Dataset entries: Begin

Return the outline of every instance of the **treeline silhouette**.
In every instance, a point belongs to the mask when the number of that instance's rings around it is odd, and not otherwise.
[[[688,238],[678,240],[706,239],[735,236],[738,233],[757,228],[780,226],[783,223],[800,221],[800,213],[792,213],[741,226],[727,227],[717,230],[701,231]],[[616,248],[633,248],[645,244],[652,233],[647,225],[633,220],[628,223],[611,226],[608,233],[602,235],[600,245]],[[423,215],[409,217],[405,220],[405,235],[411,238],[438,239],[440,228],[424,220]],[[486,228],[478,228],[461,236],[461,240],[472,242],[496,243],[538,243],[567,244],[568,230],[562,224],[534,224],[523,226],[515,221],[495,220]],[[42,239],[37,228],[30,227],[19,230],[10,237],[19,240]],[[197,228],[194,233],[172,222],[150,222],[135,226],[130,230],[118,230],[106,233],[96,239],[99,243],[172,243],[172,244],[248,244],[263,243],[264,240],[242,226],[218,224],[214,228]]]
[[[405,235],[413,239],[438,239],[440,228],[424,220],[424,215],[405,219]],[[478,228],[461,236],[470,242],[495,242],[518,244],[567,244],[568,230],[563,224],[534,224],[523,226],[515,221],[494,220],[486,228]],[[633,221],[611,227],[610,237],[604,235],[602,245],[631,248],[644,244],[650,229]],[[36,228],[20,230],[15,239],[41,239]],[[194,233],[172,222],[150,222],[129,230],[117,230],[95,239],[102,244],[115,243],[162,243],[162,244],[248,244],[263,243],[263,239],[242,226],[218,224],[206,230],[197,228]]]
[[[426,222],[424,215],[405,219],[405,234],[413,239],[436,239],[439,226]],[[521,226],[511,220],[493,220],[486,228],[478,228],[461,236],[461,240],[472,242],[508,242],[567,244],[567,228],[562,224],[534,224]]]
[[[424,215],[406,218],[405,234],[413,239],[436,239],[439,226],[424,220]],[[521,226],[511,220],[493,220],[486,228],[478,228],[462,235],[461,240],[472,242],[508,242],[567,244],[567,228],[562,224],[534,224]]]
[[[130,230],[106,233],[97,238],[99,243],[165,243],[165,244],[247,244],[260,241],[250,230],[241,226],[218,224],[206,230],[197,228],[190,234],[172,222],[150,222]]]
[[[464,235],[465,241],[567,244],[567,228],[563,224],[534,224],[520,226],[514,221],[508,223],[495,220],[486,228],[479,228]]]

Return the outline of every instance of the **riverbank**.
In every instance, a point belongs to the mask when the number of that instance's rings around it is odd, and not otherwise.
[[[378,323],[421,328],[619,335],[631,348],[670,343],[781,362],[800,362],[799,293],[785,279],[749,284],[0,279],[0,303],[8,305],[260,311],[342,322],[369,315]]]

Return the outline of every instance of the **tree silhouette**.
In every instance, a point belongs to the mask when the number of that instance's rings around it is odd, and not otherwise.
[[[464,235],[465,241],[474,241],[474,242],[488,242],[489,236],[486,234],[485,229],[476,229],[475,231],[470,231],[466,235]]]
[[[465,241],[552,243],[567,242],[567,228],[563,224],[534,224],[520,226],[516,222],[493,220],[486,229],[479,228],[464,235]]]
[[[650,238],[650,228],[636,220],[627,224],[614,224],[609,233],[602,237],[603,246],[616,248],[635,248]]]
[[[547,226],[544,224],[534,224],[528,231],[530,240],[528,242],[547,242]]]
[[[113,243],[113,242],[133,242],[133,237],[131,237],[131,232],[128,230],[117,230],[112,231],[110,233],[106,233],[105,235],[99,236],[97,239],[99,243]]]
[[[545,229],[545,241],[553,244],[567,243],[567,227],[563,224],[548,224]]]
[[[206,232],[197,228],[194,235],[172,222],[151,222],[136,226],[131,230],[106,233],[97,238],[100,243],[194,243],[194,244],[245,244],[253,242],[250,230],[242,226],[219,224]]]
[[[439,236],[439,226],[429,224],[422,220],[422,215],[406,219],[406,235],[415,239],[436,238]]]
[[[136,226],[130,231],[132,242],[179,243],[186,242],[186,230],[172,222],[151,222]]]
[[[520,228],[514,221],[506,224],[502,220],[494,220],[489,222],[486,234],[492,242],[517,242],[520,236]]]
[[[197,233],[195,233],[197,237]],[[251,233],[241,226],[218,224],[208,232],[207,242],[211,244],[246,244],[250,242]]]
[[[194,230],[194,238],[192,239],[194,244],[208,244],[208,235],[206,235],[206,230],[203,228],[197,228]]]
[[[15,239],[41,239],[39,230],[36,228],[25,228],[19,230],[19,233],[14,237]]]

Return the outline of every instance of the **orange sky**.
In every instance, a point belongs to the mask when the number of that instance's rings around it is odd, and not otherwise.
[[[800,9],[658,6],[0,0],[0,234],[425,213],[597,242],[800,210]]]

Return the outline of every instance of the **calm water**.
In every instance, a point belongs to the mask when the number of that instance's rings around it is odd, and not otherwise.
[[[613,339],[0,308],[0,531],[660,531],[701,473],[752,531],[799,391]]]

Dataset entries: End

(What the task asks): Each record above has to be printed again, word for word.

(Output of the task):
Return the outline of every instance of the **treeline silhouette**.
In every instance, a point belongs to the mask when the number of that instance's rings around it is odd, and not otherwise.
[[[688,238],[678,240],[706,239],[735,236],[738,233],[757,228],[780,226],[783,223],[800,221],[800,213],[792,213],[741,226],[727,227],[717,230],[701,231]],[[616,248],[633,248],[645,244],[652,233],[647,225],[633,220],[628,223],[611,226],[608,233],[602,235],[600,245]],[[423,215],[409,217],[405,220],[405,235],[411,238],[438,239],[440,228],[424,220]],[[486,228],[478,228],[461,236],[461,240],[472,242],[496,243],[538,243],[567,244],[568,230],[562,224],[534,224],[523,226],[515,221],[495,220]],[[42,239],[37,228],[30,227],[19,230],[10,237],[19,240]],[[197,228],[194,233],[172,222],[150,222],[135,226],[130,230],[118,230],[106,233],[96,239],[99,243],[172,243],[172,244],[248,244],[263,243],[264,240],[242,226],[218,224],[214,228]]]
[[[405,235],[413,239],[438,239],[440,228],[424,220],[424,215],[405,219]],[[478,228],[461,236],[470,242],[495,242],[518,244],[567,244],[568,230],[563,224],[534,224],[523,226],[515,221],[494,220],[486,228]],[[633,221],[611,227],[610,237],[604,235],[602,245],[631,248],[644,244],[650,229]],[[36,228],[20,230],[15,239],[41,239]],[[194,233],[172,222],[150,222],[129,230],[117,230],[95,239],[102,244],[115,243],[162,243],[162,244],[248,244],[263,243],[263,239],[242,226],[218,224],[206,230],[197,228]]]
[[[426,222],[424,215],[405,219],[405,234],[413,239],[436,239],[439,226]],[[521,226],[511,220],[493,220],[486,228],[478,228],[461,236],[461,240],[472,242],[508,242],[567,244],[567,228],[562,224],[534,224]]]
[[[424,215],[406,218],[405,234],[413,239],[436,239],[439,226],[424,220]],[[521,226],[511,220],[493,220],[486,228],[478,228],[462,235],[461,240],[472,242],[508,242],[567,244],[567,228],[562,224],[534,224]]]
[[[130,230],[106,233],[97,238],[99,243],[165,243],[165,244],[247,244],[260,241],[250,230],[241,226],[218,224],[206,230],[197,228],[190,234],[172,222],[150,222]]]
[[[464,235],[465,241],[567,244],[567,228],[563,224],[534,224],[520,226],[514,221],[508,223],[495,220],[486,228],[479,228]]]

Return the outline of every instance of the **riverbank**.
In every instance, a point belongs to the mask when the number of that instance's rings around it is odd, and not otherwise.
[[[378,323],[421,328],[619,335],[631,348],[670,343],[781,362],[800,362],[799,293],[785,279],[749,284],[0,279],[0,303],[8,305],[260,311],[342,322],[369,315]]]

Return the outline of every instance of the **tree silhouette**.
In every instance, a point belongs to the mask when the number of that instance's rings around it is odd, and not otherwise.
[[[464,235],[465,241],[474,241],[474,242],[488,242],[489,236],[486,234],[485,229],[476,229],[475,231],[470,231],[466,235]]]
[[[465,241],[552,243],[567,242],[567,228],[563,224],[534,224],[520,226],[516,222],[493,220],[486,229],[479,228],[464,235]]]
[[[650,238],[650,228],[636,220],[627,224],[614,224],[609,233],[602,237],[603,246],[616,248],[635,248]]]
[[[547,226],[544,224],[534,224],[528,231],[530,240],[528,242],[547,242]]]
[[[113,243],[113,242],[133,242],[133,237],[131,237],[131,232],[128,230],[117,230],[112,231],[110,233],[106,233],[105,235],[99,236],[97,239],[99,243]]]
[[[545,229],[545,241],[553,244],[567,243],[567,227],[563,224],[548,224]]]
[[[206,232],[197,228],[194,235],[172,222],[151,222],[136,226],[131,230],[106,233],[97,238],[100,243],[194,243],[194,244],[245,244],[253,242],[250,230],[242,226],[219,224]]]
[[[439,236],[439,226],[429,224],[422,220],[422,215],[406,219],[406,235],[415,239],[436,238]]]
[[[136,226],[130,231],[132,242],[179,243],[186,242],[186,230],[172,222],[151,222]]]
[[[520,228],[514,221],[506,224],[502,220],[494,220],[489,222],[486,234],[492,242],[517,242],[520,236]]]
[[[197,233],[195,233],[197,237]],[[251,233],[241,226],[218,224],[208,232],[207,242],[211,244],[246,244],[250,242]]]
[[[194,230],[194,238],[192,239],[194,244],[208,244],[208,235],[206,235],[206,230],[203,228],[197,228]]]
[[[15,239],[41,239],[39,230],[36,228],[25,228],[19,230],[19,233],[14,237]]]

Return the outline of every instance of the **orange sky**.
In every instance, a point belongs to the mask when the number of that instance's rings around it is odd, and not otherwise.
[[[800,9],[658,6],[0,0],[0,234],[425,213],[597,242],[800,210]]]

Return the outline of every instance of the **calm water**.
In every instance, a point belongs to the mask when the number of that instance's rings around it is odd, and not otherwise.
[[[613,339],[0,308],[0,531],[660,531],[701,473],[752,531],[799,391]]]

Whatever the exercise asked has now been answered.